**What you need to do**
Repeat exactly, and only, the lines from the line containing "The component shall return one point per instance of the salt" through the last line of the records below, including both.

**Records shown**
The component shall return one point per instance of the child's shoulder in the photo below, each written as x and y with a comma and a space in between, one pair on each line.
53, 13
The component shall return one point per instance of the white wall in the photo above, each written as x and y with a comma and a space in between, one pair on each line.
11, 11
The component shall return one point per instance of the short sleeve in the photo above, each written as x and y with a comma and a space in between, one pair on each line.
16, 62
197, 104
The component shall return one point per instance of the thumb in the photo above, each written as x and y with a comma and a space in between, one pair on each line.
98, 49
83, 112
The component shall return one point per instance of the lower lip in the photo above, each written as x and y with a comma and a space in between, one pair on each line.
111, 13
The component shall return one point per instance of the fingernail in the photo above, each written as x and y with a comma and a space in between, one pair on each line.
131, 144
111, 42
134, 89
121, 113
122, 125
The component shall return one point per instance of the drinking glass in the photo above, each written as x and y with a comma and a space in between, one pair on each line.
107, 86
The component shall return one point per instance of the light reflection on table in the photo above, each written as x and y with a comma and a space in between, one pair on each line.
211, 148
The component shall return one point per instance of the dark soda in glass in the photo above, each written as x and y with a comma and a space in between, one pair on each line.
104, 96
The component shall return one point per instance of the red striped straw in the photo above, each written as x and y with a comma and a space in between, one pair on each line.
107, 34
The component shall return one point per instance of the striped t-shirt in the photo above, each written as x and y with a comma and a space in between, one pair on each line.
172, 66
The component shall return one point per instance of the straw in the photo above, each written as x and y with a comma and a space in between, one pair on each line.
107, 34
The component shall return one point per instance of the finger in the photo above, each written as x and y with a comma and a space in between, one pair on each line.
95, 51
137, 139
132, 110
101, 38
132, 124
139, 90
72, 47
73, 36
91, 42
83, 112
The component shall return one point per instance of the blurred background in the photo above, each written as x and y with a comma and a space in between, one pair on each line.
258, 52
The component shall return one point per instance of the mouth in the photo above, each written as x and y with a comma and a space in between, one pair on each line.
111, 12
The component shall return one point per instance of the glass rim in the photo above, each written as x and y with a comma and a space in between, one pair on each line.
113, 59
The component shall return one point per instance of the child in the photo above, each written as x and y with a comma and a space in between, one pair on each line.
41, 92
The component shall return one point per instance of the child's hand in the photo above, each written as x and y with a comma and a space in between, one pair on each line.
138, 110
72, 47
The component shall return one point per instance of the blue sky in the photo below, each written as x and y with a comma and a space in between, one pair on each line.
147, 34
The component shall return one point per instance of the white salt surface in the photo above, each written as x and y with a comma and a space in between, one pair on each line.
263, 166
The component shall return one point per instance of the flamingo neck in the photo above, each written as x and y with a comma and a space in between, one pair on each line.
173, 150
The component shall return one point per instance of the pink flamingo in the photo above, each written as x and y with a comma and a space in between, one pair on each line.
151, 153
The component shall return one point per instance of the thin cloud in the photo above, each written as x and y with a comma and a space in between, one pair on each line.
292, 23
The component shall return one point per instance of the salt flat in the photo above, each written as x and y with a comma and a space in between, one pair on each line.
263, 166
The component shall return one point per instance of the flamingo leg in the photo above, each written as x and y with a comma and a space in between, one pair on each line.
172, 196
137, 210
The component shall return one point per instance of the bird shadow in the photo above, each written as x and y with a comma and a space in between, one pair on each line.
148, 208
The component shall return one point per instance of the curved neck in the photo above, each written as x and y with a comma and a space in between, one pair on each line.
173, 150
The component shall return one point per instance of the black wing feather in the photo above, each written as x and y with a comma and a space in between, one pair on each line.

**Exercise result**
The component shall return one point per instance of the salt flat in the photo above, each written as x and y with a comma and a space in between, one pair on each line.
263, 166
The component shall return one point per instance of the flamingo leg in the photo above, each written as x and y with a comma and a space in between, one pair on each line.
172, 196
137, 210
The component shall return one point per instance of the bird shadow in the photo above, each written as x and y with a comma and a space in between, one pair on each line.
148, 208
The component shall return one point per instance of the curved neck in the photo above, each written as x and y with a comma and a space in between, one pair on each line.
173, 150
The component shall return one point per instance of the black wing feather in the photo above, each written as x and y with a comma and a space in between, one pair on each line.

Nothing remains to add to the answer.